Start of Recorded information

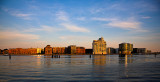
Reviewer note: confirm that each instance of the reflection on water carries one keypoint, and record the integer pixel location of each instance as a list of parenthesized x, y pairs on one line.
[(80, 68)]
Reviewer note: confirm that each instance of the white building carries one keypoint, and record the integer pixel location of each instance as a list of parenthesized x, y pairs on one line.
[(99, 46)]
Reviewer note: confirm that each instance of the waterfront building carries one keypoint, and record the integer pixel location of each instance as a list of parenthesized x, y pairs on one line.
[(89, 51), (80, 50), (149, 51), (125, 48), (58, 50), (111, 50), (5, 51), (48, 50), (22, 51), (39, 50), (71, 49), (99, 46), (140, 50)]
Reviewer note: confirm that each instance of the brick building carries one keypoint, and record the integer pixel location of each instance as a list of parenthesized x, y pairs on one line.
[(80, 50), (48, 49)]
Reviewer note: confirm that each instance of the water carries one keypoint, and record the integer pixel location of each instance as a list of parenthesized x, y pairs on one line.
[(80, 68)]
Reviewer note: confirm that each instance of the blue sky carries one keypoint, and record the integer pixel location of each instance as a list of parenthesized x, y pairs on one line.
[(36, 23)]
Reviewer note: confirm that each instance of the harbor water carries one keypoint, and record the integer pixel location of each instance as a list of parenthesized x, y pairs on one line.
[(108, 68)]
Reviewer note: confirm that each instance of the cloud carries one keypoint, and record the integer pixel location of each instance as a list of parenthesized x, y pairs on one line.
[(74, 28), (61, 15), (128, 24), (14, 35), (103, 19), (44, 28), (146, 17), (25, 16), (81, 18)]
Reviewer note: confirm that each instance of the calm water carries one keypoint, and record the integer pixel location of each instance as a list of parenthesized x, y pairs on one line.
[(80, 68)]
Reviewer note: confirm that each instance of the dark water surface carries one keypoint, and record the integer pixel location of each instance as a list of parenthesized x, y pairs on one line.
[(80, 68)]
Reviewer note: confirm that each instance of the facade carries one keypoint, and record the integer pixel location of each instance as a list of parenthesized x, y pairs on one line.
[(71, 49), (99, 46), (48, 50), (80, 50), (5, 51), (111, 50), (125, 48), (139, 50), (58, 50), (39, 50), (89, 51)]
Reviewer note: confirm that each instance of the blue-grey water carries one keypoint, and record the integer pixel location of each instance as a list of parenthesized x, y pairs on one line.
[(80, 68)]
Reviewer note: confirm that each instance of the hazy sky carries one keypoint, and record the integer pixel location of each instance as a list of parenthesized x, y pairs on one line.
[(36, 23)]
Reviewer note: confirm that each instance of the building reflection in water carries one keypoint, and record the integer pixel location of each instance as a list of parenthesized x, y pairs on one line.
[(123, 71), (99, 60)]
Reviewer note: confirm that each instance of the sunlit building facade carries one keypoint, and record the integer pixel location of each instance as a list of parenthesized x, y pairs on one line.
[(48, 50), (23, 51), (111, 50), (125, 48), (39, 50), (58, 50), (99, 46), (140, 50), (80, 50), (71, 49)]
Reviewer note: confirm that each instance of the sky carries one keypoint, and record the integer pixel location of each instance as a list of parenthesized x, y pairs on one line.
[(60, 23)]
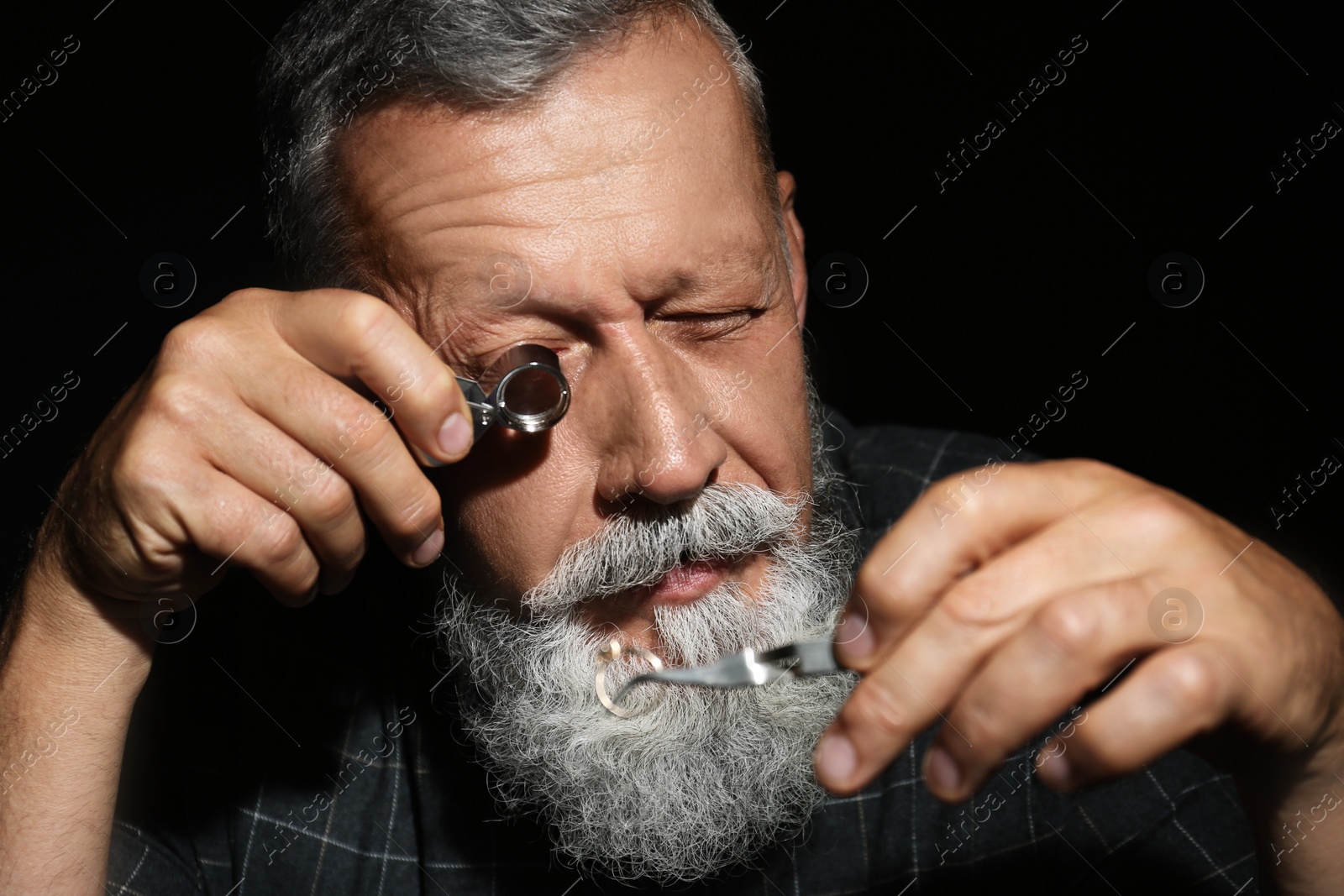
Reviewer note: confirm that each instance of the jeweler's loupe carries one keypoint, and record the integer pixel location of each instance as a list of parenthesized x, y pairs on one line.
[(524, 390)]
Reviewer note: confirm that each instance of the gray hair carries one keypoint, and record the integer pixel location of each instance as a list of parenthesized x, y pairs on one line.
[(335, 58)]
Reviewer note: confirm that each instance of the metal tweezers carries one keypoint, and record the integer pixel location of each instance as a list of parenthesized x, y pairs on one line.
[(750, 669)]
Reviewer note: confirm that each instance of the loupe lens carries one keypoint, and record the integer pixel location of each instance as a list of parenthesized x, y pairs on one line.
[(533, 394), (531, 398)]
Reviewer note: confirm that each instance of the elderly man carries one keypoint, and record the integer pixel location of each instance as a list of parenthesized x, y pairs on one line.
[(595, 177)]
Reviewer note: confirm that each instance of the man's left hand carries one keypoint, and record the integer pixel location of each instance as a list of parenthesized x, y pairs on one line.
[(1005, 594)]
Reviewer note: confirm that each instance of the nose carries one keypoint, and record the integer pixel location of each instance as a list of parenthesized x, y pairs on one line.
[(659, 441)]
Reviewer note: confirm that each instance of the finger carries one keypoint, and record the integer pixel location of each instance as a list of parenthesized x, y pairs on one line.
[(366, 450), (921, 674), (237, 527), (355, 335), (297, 483), (956, 526), (1070, 645), (1168, 699)]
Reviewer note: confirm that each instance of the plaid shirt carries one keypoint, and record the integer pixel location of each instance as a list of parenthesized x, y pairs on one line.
[(293, 752)]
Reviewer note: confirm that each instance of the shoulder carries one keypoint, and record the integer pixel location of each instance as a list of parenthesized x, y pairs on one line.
[(887, 466)]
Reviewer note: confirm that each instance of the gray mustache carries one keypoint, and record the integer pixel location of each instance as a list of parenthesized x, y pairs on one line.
[(643, 546)]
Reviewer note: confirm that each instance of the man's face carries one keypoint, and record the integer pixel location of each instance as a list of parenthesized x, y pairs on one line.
[(625, 224)]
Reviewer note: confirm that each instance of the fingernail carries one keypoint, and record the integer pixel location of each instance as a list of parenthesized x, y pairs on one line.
[(853, 637), (837, 759), (942, 770), (429, 550), (456, 436)]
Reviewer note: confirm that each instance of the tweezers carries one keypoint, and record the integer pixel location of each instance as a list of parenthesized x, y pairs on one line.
[(749, 668)]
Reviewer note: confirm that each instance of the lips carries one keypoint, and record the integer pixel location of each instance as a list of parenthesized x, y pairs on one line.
[(687, 582)]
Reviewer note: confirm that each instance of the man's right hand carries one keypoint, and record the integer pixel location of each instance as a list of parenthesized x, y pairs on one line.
[(246, 441)]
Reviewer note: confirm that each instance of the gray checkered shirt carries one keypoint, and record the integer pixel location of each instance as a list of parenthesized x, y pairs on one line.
[(292, 752)]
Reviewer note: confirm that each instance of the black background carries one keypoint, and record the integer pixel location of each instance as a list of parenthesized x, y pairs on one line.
[(1023, 270)]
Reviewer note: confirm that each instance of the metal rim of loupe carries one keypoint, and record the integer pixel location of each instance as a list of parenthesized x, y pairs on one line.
[(535, 421), (611, 654)]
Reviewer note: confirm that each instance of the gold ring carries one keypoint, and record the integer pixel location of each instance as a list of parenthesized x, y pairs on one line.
[(609, 654)]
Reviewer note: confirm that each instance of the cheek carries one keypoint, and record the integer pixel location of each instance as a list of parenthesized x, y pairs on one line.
[(511, 508), (768, 423)]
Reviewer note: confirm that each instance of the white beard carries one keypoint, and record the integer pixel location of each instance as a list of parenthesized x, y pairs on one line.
[(696, 779)]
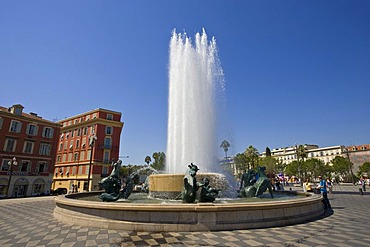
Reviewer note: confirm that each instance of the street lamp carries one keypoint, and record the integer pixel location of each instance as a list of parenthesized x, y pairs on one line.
[(11, 163), (345, 149), (92, 140)]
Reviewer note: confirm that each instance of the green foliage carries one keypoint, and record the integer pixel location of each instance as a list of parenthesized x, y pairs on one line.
[(273, 166), (253, 156), (364, 168), (148, 160), (341, 165), (241, 161), (225, 145), (159, 160), (292, 169), (268, 152)]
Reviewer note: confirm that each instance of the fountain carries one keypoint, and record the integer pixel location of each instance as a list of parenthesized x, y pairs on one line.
[(195, 78)]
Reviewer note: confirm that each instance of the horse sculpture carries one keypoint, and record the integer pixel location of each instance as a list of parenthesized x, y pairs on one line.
[(112, 184), (189, 191), (255, 184)]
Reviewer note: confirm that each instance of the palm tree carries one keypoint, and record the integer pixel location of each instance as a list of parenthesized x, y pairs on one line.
[(301, 155), (225, 145), (252, 154), (148, 160)]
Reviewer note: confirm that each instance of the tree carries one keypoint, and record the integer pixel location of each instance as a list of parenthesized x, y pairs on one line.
[(315, 167), (271, 164), (341, 166), (252, 154), (292, 169), (241, 161), (159, 160), (364, 168), (225, 145), (268, 152), (148, 160), (301, 155)]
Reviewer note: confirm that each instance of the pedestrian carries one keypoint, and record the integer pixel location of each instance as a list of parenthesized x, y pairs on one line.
[(307, 186), (324, 192), (330, 186), (363, 183)]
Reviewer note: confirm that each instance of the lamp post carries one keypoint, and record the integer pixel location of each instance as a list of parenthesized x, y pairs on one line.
[(349, 163), (10, 163), (92, 140)]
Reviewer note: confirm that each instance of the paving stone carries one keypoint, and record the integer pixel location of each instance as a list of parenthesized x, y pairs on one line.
[(30, 222)]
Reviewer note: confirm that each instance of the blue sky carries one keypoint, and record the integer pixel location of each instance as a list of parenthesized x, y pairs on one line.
[(296, 72)]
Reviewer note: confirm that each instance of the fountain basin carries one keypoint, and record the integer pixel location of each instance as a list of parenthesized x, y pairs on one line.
[(169, 186), (186, 217)]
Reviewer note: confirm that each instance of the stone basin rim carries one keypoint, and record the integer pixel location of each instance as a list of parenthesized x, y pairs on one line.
[(71, 200)]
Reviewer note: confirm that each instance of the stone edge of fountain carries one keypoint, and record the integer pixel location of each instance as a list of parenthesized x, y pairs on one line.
[(186, 217)]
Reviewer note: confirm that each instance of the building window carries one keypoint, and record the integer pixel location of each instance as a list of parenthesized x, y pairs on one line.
[(108, 130), (75, 157), (5, 165), (24, 166), (106, 157), (108, 142), (31, 130), (47, 132), (105, 170), (45, 149), (10, 145), (15, 126), (84, 142), (28, 147)]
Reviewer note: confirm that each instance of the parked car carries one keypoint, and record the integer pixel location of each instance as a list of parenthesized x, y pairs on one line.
[(59, 191)]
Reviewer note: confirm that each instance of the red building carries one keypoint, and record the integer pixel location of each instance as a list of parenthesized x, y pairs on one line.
[(87, 145), (358, 155), (27, 152)]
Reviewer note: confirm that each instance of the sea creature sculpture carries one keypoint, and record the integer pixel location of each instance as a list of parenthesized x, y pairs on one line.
[(114, 189), (207, 193), (189, 191)]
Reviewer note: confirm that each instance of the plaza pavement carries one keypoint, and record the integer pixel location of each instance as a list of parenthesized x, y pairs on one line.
[(30, 222)]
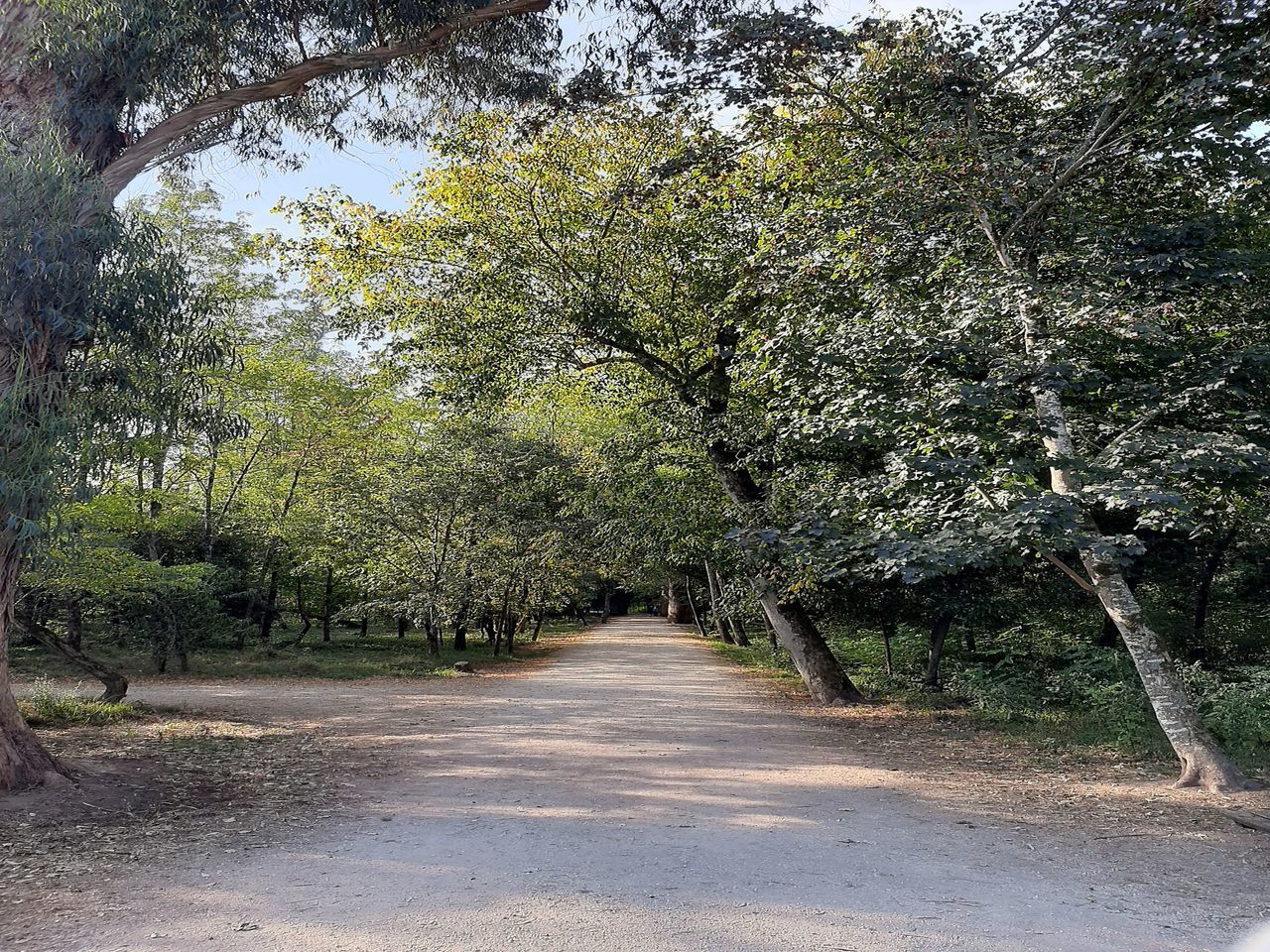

End of Recorded information

## Your objective
The line containing "Reviewer note: confirm that each instance of the plaza" and every line after it, through the end of the material above, are to be printed exactly; no pictures belong in the output.

## Expected output
Reviewer note: confirm that each instance of the plaza pavement carries one keypoint, and record the integer pixel location of each instance as a list of parenthesized x, y pairs on one line.
[(30, 222)]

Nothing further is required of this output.